• INFORMATION SUPPLIED:

============================================================

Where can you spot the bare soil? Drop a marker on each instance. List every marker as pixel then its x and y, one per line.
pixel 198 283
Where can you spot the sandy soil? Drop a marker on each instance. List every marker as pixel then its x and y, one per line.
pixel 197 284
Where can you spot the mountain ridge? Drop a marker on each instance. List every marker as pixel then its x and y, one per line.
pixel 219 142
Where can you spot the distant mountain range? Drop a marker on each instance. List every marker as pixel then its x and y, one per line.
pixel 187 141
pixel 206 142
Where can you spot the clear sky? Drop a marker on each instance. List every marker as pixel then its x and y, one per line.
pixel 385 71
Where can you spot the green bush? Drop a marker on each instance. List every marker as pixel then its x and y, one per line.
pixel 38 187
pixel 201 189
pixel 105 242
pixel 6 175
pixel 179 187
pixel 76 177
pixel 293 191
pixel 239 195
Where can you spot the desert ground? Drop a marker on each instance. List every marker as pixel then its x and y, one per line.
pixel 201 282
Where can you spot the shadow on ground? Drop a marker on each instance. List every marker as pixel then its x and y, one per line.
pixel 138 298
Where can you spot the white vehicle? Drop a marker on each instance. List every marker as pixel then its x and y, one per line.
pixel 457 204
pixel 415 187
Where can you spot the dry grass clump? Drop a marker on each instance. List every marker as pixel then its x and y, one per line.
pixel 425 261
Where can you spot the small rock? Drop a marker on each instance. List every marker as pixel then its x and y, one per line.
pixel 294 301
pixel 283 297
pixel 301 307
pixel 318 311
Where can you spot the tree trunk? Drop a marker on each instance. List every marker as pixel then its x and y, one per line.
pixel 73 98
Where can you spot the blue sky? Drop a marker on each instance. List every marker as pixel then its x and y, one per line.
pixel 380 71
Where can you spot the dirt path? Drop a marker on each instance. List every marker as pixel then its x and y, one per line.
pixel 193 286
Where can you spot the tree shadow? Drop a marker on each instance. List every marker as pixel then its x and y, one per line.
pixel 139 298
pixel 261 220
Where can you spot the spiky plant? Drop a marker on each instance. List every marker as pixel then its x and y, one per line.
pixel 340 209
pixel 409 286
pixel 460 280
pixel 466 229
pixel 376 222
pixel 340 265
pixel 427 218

============================================================

• PROBLEM STATEMENT:
Rescale the rows from the line that contains "Where can you spot the clear" through the line that contains "pixel 385 71", including both. Write out every one of those lines again, requests included, with each x and y coordinate in the answers multiplied by 0.65 and rounded to a whole number, halves up.

• CORRECT RESPONSE:
Where can you spot the clear sky? Drop a marker on each instance. List every marker as pixel then its x and y, one per line.
pixel 250 46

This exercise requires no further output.